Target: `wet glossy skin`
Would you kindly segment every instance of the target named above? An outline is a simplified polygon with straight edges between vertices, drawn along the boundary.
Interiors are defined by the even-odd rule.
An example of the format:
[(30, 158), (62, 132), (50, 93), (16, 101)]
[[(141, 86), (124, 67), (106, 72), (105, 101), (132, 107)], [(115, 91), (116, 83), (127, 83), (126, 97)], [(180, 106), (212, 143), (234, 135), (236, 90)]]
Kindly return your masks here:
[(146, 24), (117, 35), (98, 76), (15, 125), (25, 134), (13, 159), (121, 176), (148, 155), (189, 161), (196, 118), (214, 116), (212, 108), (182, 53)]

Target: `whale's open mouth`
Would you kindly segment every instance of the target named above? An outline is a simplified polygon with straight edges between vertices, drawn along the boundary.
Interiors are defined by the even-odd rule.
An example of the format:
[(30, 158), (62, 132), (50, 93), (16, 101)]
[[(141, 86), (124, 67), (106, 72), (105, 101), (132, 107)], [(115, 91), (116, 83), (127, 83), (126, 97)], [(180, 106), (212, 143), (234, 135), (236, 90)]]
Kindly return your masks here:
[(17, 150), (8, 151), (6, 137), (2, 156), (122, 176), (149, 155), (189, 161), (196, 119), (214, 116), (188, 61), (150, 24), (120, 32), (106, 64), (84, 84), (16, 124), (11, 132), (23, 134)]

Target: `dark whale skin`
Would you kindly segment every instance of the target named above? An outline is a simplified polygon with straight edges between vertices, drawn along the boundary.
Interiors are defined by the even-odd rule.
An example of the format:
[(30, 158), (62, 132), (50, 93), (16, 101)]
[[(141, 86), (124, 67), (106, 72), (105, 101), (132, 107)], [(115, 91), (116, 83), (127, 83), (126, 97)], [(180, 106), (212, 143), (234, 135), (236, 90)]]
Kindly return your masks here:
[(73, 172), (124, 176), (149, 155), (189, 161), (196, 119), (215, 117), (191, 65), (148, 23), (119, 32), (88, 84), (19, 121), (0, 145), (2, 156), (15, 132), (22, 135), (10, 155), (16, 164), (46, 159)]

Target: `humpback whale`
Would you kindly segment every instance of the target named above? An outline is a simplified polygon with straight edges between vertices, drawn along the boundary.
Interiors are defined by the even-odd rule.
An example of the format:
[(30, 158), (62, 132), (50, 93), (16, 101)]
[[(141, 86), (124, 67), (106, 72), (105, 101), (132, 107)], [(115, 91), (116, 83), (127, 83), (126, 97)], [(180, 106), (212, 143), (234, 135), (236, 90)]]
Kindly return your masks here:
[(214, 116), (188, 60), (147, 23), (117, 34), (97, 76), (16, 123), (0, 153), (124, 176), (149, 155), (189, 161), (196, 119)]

***

Written task:
How many lines in the listing above contain the string "whale"? Case counts. Reply with the number alone.

Worked solution:
3